● MATERIAL SHOWN

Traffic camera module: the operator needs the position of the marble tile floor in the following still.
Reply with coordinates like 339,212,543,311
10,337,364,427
...
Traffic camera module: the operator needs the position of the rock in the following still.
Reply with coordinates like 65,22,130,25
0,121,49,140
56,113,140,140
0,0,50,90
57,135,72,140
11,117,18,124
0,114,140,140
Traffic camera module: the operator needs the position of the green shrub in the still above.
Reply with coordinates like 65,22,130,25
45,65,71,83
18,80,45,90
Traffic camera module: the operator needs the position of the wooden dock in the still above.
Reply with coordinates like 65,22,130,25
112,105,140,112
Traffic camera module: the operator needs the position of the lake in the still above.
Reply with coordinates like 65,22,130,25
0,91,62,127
--
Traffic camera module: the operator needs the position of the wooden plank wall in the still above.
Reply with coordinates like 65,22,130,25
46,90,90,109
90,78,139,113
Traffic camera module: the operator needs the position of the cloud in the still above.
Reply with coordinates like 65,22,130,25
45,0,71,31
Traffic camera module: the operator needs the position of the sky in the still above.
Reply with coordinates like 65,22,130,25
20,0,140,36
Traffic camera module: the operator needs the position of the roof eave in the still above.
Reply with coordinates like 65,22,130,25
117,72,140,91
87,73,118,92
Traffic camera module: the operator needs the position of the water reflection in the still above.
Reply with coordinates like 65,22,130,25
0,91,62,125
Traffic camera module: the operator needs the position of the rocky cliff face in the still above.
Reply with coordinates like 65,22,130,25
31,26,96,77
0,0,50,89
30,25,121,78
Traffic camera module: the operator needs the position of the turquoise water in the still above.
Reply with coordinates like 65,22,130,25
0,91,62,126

● PROBLEM STATEMENT
Give the number of lines above in which the word "operator" appears, and nothing more.

● RESPONSE BELOW
12